_Task brief_
In the listing below, the lines starting with the line with "[ orange brick house ]" and going on through the line with "[ fluffy cloud ]" are to be reproduced exactly, and only those.
Start of Block
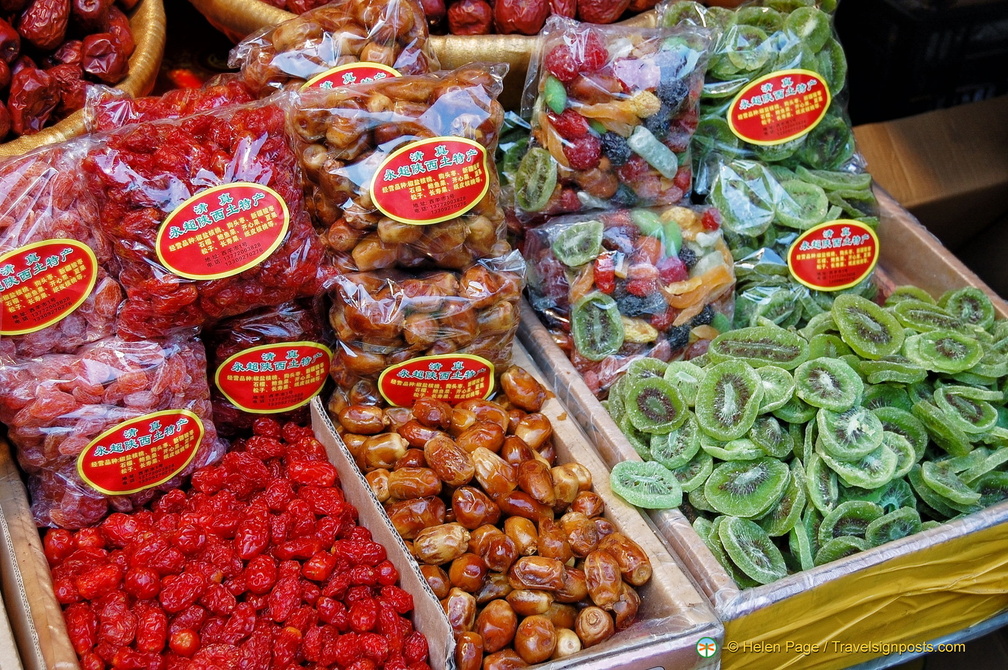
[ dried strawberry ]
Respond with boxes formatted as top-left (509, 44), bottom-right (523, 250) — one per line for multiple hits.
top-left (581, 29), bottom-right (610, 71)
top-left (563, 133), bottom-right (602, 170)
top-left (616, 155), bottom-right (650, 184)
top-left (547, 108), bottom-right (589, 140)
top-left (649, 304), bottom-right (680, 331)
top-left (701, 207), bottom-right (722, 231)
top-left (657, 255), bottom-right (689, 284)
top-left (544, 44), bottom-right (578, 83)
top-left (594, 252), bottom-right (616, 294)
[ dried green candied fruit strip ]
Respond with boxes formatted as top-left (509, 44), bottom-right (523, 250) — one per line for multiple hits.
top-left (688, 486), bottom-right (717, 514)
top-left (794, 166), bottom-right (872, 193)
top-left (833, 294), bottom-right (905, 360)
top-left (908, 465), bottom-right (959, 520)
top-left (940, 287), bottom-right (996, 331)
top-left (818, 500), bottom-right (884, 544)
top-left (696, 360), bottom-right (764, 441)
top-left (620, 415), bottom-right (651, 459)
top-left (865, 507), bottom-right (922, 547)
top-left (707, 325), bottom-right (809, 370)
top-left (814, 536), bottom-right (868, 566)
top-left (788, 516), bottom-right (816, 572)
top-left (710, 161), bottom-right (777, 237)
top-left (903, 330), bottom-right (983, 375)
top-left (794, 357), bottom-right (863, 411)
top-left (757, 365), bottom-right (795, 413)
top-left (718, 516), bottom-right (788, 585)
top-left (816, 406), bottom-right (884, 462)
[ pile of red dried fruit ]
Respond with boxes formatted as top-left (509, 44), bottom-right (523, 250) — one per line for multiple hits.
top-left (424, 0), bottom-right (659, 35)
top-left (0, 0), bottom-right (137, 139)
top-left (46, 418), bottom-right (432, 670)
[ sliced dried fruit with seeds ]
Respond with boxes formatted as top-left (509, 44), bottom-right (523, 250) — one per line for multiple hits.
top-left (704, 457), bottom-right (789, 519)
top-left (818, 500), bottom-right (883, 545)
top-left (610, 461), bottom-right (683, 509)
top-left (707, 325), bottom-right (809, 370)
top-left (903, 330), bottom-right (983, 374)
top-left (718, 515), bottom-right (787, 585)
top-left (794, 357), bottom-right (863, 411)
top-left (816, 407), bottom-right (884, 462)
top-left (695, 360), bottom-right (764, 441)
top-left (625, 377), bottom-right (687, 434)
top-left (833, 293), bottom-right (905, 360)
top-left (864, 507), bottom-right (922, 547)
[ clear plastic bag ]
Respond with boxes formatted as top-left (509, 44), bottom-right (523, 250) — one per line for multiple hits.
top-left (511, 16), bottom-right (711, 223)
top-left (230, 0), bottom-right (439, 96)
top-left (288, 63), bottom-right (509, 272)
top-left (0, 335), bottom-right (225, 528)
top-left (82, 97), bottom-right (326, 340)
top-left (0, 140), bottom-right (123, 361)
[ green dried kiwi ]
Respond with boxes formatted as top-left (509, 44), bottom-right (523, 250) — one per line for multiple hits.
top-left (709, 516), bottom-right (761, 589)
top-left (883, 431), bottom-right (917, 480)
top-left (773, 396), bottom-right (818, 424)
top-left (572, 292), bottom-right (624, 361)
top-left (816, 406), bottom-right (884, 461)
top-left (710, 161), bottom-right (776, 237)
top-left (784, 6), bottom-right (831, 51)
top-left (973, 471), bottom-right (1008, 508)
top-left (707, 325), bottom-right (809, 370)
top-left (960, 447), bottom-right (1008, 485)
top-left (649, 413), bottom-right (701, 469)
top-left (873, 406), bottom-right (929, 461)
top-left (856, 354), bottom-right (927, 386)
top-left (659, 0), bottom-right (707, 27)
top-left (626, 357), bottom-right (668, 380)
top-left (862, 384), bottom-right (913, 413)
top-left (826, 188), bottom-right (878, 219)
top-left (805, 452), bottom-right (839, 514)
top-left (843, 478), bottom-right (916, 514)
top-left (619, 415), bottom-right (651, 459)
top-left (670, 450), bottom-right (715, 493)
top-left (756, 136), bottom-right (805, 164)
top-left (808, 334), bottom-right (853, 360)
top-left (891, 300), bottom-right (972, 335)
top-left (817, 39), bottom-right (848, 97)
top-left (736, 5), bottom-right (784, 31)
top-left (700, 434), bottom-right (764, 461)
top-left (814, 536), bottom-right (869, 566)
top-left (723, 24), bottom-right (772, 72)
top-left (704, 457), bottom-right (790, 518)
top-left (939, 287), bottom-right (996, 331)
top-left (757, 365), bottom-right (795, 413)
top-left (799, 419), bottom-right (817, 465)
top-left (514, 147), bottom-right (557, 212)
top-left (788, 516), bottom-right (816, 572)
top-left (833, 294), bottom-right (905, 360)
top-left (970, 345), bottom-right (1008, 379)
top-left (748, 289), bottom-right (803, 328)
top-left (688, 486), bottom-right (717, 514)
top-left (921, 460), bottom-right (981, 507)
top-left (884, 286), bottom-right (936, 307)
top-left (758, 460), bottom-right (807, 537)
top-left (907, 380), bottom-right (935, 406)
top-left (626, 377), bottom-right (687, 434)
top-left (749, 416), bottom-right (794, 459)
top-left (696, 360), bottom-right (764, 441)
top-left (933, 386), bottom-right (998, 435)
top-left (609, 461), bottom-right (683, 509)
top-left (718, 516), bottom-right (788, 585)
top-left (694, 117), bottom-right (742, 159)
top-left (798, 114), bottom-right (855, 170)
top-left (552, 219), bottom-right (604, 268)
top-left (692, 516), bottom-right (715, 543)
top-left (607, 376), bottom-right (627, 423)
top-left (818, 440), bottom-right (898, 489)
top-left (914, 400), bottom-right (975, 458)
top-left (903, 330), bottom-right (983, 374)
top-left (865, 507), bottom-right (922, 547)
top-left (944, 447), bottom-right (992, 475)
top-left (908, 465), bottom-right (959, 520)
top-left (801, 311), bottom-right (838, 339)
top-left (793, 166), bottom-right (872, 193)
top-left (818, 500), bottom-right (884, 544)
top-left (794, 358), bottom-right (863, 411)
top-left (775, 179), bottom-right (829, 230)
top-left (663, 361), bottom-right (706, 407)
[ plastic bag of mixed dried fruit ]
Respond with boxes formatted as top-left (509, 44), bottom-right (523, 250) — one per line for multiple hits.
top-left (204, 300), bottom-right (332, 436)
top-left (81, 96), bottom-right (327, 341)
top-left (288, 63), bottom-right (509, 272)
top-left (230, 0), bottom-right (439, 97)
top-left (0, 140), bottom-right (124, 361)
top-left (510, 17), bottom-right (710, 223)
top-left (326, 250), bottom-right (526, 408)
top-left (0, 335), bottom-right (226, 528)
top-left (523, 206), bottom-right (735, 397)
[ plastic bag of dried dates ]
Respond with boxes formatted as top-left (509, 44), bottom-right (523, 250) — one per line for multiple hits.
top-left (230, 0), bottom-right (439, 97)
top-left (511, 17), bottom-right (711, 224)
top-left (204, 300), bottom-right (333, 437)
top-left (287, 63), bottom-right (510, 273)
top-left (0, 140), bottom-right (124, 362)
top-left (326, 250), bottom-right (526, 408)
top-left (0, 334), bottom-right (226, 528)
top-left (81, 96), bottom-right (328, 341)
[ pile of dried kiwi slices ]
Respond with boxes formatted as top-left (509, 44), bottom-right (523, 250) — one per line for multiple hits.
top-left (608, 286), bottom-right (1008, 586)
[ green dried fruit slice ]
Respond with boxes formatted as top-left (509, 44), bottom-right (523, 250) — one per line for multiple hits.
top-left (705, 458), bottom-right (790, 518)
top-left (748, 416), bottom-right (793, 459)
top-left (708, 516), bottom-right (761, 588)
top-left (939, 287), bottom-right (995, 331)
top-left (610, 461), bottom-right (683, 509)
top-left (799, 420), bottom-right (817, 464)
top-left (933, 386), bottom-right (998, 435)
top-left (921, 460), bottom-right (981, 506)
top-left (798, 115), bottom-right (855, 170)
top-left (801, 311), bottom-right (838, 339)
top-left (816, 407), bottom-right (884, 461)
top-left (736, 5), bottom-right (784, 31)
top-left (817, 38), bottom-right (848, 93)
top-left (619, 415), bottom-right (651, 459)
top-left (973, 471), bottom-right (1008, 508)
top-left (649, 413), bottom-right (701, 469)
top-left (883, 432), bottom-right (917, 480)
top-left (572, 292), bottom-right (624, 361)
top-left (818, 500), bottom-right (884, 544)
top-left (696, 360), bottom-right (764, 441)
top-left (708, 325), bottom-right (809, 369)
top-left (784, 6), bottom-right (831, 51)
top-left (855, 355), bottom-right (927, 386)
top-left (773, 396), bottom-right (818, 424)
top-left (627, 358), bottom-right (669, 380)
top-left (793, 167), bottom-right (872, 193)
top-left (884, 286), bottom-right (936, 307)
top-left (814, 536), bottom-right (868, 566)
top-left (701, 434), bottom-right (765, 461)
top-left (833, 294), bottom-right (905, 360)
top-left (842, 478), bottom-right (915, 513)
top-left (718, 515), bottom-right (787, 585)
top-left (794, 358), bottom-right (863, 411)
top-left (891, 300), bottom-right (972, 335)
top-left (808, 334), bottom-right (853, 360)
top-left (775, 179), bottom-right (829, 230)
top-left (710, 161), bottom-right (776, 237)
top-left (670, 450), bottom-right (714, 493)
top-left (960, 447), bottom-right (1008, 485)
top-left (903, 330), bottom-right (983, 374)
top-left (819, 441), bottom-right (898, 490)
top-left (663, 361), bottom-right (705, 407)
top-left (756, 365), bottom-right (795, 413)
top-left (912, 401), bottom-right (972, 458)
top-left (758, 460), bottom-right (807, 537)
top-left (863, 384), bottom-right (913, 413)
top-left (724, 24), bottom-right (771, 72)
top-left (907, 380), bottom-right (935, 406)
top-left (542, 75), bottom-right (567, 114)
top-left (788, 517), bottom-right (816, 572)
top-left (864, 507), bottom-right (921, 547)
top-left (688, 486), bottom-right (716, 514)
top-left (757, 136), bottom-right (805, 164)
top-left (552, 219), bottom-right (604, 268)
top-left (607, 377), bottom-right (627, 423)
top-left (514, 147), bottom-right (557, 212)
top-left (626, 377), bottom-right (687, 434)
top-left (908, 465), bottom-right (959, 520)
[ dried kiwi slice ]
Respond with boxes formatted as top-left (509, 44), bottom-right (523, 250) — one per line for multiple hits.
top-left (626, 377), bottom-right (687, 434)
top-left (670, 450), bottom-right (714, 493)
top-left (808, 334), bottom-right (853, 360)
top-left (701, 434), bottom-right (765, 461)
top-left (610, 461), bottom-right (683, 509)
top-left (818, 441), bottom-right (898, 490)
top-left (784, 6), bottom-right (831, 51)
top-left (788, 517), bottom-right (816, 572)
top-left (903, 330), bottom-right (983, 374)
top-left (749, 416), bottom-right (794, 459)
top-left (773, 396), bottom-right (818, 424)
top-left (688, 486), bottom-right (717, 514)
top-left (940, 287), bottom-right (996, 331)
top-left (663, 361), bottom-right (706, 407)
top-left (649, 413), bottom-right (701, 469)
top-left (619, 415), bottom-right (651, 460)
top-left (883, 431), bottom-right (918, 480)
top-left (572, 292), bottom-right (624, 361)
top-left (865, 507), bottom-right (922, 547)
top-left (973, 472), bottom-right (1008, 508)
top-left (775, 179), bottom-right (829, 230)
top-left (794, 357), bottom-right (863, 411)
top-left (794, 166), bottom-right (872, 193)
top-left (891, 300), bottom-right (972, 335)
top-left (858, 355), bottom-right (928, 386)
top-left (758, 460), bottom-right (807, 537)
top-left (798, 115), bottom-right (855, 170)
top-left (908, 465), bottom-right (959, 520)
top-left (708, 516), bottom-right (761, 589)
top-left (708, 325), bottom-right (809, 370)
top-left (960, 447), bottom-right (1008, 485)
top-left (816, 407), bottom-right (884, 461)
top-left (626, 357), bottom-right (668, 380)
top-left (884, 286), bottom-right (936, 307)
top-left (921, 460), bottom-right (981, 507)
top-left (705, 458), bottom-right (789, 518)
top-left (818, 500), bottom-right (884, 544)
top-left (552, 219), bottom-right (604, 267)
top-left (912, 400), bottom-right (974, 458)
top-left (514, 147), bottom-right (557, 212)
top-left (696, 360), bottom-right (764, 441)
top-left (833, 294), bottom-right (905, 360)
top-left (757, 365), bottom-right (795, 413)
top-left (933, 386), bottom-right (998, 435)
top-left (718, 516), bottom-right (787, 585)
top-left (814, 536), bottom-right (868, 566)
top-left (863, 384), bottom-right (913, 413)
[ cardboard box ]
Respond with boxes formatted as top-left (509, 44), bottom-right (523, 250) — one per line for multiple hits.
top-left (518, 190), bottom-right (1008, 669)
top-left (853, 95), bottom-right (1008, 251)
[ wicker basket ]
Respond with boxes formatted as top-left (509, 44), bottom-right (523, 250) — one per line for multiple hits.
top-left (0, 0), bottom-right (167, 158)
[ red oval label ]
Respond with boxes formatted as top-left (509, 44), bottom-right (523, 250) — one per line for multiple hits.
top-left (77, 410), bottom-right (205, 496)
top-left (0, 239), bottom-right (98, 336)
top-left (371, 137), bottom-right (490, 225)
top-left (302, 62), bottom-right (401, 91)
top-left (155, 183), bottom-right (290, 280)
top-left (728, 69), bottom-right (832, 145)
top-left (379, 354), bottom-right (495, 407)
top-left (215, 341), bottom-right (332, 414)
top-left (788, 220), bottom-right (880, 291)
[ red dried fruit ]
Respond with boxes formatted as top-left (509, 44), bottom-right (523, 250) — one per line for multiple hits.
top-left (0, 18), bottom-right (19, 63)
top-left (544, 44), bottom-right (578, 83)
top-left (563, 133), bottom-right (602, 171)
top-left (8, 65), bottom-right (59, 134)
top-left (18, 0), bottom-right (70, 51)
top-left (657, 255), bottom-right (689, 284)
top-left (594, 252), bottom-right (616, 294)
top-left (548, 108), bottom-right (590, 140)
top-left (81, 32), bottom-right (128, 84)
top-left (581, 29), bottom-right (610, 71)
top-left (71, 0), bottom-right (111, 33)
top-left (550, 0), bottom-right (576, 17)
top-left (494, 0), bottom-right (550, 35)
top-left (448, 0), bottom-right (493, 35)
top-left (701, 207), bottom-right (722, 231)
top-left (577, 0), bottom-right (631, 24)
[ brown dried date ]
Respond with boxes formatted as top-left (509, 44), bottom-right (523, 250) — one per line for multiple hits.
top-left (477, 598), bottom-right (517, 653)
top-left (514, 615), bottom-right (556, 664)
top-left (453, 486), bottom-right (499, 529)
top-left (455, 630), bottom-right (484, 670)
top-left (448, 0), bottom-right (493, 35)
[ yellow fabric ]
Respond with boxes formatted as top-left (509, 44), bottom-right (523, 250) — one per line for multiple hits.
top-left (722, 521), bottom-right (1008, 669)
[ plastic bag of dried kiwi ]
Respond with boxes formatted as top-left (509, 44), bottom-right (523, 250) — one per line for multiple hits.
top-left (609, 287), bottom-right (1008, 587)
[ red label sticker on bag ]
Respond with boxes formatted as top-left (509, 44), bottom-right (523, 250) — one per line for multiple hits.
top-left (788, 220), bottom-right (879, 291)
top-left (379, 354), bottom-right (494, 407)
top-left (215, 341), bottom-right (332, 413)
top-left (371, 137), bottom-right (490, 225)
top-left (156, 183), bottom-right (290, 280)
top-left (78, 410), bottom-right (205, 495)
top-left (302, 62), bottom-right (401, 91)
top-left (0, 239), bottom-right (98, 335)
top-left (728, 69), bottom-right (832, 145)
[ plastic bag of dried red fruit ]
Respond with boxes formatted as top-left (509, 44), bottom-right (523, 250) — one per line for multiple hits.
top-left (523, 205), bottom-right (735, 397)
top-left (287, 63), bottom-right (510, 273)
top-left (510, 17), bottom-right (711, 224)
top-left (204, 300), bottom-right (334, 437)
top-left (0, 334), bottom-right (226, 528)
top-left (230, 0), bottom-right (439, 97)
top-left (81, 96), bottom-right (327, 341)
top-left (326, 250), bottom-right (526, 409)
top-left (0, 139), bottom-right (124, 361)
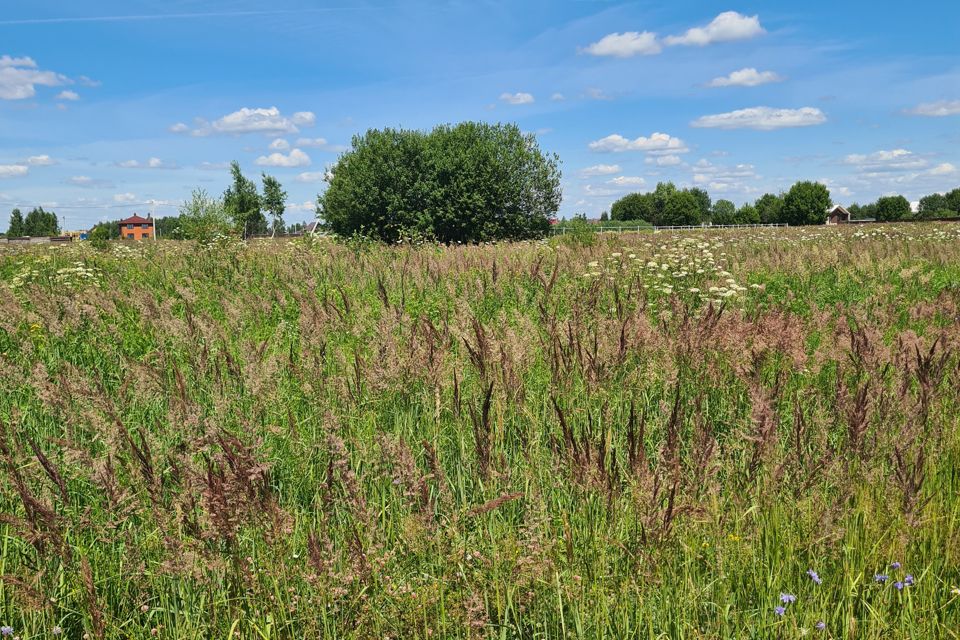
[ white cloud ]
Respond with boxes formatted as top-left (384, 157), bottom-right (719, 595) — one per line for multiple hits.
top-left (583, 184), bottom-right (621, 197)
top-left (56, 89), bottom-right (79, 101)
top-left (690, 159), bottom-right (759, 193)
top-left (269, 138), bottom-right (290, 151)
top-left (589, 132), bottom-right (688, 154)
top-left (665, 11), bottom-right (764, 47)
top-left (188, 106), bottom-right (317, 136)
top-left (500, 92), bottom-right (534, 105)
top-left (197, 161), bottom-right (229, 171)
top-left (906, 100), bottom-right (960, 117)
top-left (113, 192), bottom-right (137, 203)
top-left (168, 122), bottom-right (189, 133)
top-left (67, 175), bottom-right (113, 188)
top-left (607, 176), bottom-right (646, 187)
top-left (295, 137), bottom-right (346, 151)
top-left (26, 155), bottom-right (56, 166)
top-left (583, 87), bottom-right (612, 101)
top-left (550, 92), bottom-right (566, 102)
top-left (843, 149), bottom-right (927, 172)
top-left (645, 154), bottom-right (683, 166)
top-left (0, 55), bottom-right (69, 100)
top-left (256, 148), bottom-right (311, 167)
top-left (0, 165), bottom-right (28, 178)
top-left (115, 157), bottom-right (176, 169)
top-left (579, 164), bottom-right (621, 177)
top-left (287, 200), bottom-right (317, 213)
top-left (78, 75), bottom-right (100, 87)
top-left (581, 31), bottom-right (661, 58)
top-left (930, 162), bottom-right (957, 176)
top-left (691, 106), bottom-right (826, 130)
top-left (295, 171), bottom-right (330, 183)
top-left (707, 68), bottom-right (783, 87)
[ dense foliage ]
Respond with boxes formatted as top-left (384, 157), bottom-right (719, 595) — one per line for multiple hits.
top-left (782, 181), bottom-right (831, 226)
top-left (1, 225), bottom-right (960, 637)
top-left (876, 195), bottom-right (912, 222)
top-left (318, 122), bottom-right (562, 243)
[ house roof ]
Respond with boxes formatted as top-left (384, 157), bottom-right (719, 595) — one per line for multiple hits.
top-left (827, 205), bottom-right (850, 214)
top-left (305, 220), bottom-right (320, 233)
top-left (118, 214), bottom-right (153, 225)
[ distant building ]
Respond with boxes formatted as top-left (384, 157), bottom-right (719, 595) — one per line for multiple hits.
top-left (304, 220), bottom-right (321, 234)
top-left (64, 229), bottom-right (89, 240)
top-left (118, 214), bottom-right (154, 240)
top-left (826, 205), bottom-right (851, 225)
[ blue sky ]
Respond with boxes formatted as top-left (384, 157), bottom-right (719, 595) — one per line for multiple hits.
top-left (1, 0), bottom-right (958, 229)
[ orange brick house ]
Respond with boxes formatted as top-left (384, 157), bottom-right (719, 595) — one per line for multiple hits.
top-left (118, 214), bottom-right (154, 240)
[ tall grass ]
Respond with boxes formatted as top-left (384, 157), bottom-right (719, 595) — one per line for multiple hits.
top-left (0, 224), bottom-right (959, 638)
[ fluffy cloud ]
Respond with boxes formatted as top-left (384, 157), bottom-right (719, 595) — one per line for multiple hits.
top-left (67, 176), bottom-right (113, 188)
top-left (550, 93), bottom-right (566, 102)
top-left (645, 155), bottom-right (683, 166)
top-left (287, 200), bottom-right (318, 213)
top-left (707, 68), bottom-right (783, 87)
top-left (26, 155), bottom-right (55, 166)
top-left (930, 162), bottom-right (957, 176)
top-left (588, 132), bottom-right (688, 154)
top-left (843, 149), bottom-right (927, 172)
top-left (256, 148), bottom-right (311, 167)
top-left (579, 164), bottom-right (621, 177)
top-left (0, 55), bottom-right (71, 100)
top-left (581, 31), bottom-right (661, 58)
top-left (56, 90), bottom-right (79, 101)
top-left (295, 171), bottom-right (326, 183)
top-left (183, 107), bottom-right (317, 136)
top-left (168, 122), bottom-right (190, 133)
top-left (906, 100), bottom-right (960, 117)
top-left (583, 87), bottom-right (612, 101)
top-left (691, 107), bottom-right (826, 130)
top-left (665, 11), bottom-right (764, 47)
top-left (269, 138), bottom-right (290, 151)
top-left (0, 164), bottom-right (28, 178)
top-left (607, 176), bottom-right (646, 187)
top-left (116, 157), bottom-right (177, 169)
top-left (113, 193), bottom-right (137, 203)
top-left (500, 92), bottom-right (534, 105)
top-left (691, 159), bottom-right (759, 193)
End of Block
_Written solution_
[ orange brick house ]
Respond with boxes formatted as top-left (384, 157), bottom-right (719, 595) — one per line for multiple hits.
top-left (118, 214), bottom-right (154, 240)
[ tall grass ]
Respond with boxes formatted as top-left (384, 157), bottom-right (719, 595) — one per line for multiple hits.
top-left (0, 224), bottom-right (959, 638)
[ fluffy cloud ]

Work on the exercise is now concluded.